*Instructions to follow:*
Transcribe all records exactly; omit pictures.

*Material shown:*
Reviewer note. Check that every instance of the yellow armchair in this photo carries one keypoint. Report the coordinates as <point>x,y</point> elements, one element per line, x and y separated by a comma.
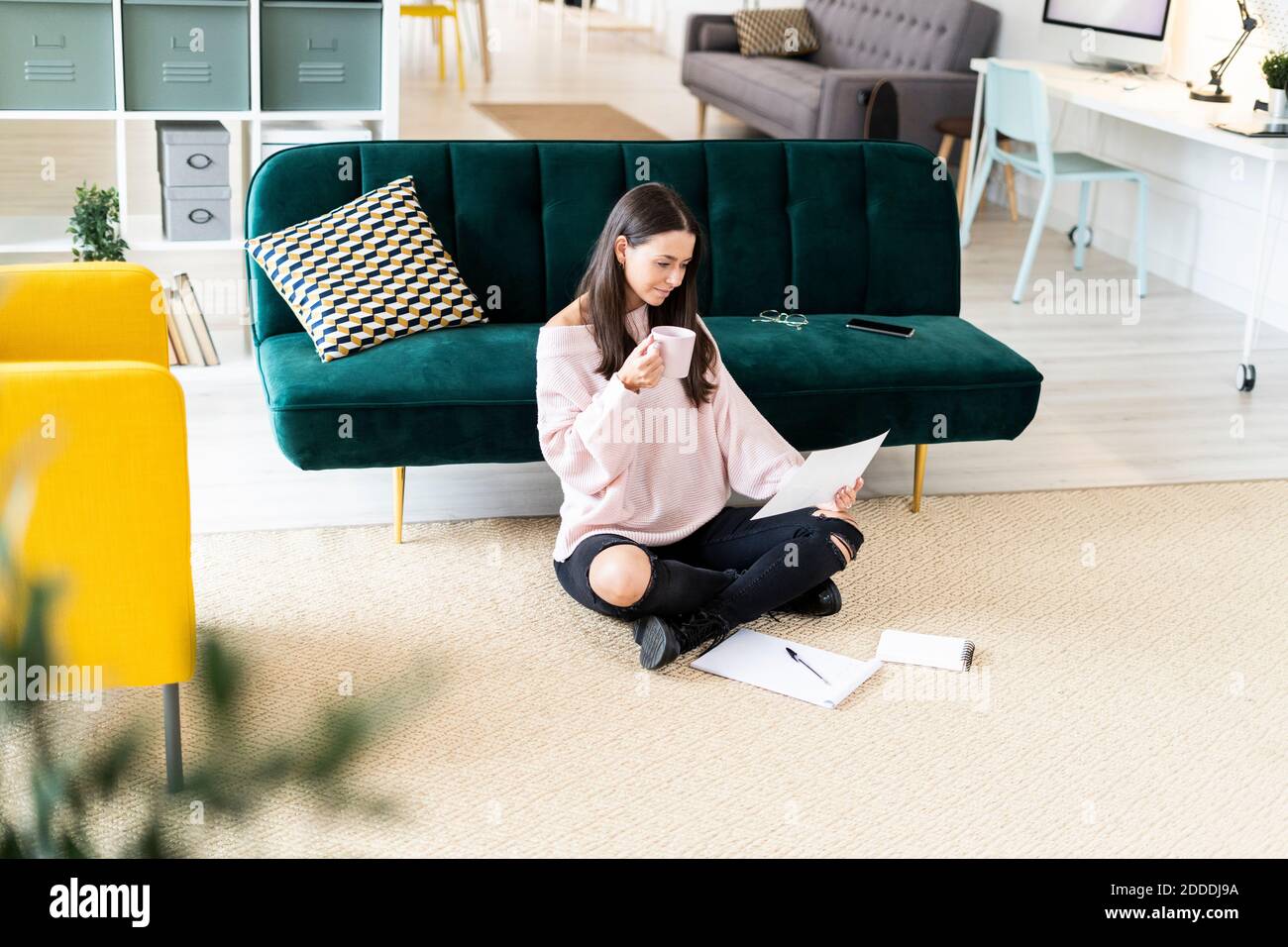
<point>82,367</point>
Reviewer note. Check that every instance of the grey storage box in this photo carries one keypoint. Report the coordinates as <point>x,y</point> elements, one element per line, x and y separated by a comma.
<point>196,213</point>
<point>185,54</point>
<point>192,153</point>
<point>55,54</point>
<point>320,54</point>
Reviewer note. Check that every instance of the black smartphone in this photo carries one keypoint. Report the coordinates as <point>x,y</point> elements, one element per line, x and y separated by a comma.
<point>883,328</point>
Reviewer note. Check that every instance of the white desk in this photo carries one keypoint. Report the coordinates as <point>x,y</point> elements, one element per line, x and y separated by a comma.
<point>1162,105</point>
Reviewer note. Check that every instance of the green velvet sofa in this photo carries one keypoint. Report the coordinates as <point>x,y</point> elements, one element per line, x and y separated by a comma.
<point>855,227</point>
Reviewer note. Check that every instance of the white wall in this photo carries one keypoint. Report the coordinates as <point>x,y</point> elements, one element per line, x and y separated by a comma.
<point>1203,204</point>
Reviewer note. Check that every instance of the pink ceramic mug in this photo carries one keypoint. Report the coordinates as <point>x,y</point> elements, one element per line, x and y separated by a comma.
<point>677,347</point>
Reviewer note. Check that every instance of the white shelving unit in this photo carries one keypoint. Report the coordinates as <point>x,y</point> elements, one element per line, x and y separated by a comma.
<point>143,231</point>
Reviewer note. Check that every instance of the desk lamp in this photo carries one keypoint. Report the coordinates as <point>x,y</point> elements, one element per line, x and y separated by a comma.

*Exercise answer:*
Reviewer note. Check that every instance of the yellow armchair in this photo carries one keypoint. Report the coordinates as <point>x,y</point> elements, one element per line, x and y separated by a comma.
<point>82,367</point>
Reviewer note. Check that every instance of the grey storage box in this photo carries one keypoint. Report the coordinates as <point>x,y</point> elements, one element per line, x and y separated by a comma.
<point>196,213</point>
<point>185,54</point>
<point>192,153</point>
<point>55,54</point>
<point>320,54</point>
Reviewer note. Check that every instance of the black smartphone in this photo carries one keypoint. Report the coordinates as <point>x,y</point> elements, one element per line, x and y separated by a comma.
<point>883,328</point>
Reviewer note. Check that every instance of the white desk in this photo carries one keypoint. Report the coordinates as <point>x,y</point> elements, one element per line, x and y separated by a comma.
<point>1162,105</point>
Reviewer note. Check that every instance of the green velvet sofa in this photo carries one keypoint. Report the coordinates as <point>x,y</point> elements, one element per line, x and y separated by a comma.
<point>855,227</point>
Reviewer note. Check that every instance of the white wall in this photo carries one keypoint. Report the coordinates as <point>x,y</point> elements, one element per line, x and y separated by a comma.
<point>1203,204</point>
Reviewer note. Check that every instance of the pink ceramic mug in this photo carries one keypoint. Report the coordinates as <point>x,y</point> elements, one element per line, x and y separated by a comma.
<point>677,347</point>
Reviewer note. Check that every instance of the white shelving unit in this photo carries one keypoint. Report the coordinates as <point>x,y</point> elements, one element per line, x and y separated by a comma.
<point>143,231</point>
Reviewer note. Check that every instance of the desk lamp in this photo carries one keypoint. Report the coordinates as <point>x,y</point> elements, one element per line, x and y separated by a comma.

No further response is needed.